TASK PROMPT -> Reproduce all the entries beneath this sentence exactly.
++++ ENTRIES SHOWN ++++
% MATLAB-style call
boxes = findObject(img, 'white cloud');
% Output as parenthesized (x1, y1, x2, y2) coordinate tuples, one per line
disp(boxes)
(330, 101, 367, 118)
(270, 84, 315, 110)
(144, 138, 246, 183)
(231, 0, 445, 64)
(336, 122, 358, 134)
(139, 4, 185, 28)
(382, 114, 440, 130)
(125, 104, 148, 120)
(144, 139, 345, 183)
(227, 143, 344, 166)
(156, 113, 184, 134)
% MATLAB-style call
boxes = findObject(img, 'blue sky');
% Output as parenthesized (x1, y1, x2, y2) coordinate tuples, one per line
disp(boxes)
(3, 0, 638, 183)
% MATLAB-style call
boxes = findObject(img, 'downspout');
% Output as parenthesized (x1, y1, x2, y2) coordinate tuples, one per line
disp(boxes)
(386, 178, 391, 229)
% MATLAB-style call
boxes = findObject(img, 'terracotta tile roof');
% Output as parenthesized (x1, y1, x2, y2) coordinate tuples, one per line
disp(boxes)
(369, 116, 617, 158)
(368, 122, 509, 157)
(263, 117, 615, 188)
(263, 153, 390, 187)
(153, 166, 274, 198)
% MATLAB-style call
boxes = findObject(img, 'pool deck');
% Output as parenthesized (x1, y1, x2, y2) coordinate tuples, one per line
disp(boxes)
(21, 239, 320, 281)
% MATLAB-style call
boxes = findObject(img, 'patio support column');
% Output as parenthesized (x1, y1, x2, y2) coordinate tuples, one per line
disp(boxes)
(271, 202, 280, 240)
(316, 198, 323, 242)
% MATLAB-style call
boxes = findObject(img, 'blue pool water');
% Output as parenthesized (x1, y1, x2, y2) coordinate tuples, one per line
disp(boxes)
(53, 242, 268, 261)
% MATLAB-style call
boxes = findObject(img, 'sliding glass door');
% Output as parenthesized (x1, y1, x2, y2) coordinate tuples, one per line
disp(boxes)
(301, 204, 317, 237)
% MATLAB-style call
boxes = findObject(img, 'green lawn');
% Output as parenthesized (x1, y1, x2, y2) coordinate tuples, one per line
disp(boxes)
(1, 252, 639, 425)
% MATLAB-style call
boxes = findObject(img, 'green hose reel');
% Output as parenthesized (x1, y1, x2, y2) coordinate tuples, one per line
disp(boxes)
++++
ANSWER AREA ->
% MATLAB-style call
boxes = findObject(img, 'white cloud');
% Output as parenthesized (x1, y1, x2, y2) coordinate tuples, one per line
disp(boxes)
(330, 101, 367, 118)
(270, 84, 315, 110)
(144, 138, 246, 183)
(231, 0, 445, 64)
(336, 122, 358, 134)
(139, 4, 185, 28)
(382, 114, 440, 130)
(125, 104, 148, 120)
(144, 139, 345, 183)
(227, 143, 344, 166)
(156, 113, 184, 134)
% MATLAB-style call
boxes = findObject(img, 'blue sky');
% Output as parenthesized (x1, y1, x2, y2) coordinate tuples, one per line
disp(boxes)
(3, 0, 638, 183)
% MATLAB-style call
boxes = findObject(img, 'downspout');
% Output as parenthesized (x1, y1, x2, y2) coordinate tuples, one per line
disp(boxes)
(386, 178, 391, 229)
% MATLAB-style call
boxes = findObject(img, 'terracotta tile roof');
% Output as parenthesized (x1, y1, x2, y2) coordinate tuples, one per line
disp(boxes)
(369, 116, 617, 158)
(368, 122, 509, 157)
(263, 117, 615, 188)
(263, 153, 390, 187)
(153, 166, 274, 198)
% MATLAB-style call
boxes = findObject(img, 'pool deck');
% Output as parenthesized (x1, y1, x2, y2) coordinate tuples, one per line
disp(boxes)
(21, 239, 320, 281)
% MATLAB-style call
boxes = findObject(img, 'patio support column');
% Output as parenthesized (x1, y1, x2, y2) coordinate tuples, one per line
disp(boxes)
(271, 202, 280, 240)
(316, 198, 323, 242)
% MATLAB-style call
boxes = findObject(img, 'blue pool water');
% Output as parenthesized (x1, y1, x2, y2) coordinate tuples, one per line
disp(boxes)
(53, 242, 268, 261)
% MATLAB-style call
boxes = findObject(img, 'sliding glass door');
% Output as parenthesized (x1, y1, x2, y2) coordinate tuples, one per line
disp(boxes)
(301, 204, 317, 237)
% MATLAB-style call
boxes = findObject(img, 'green lawn');
% Output as parenthesized (x1, y1, x2, y2) coordinate tuples, one per line
disp(boxes)
(1, 252, 639, 425)
% MATLAB-style call
boxes = findObject(img, 'green hose reel');
% Output as parenthesized (x1, y1, x2, y2) coordinate tuples, one per line
disp(boxes)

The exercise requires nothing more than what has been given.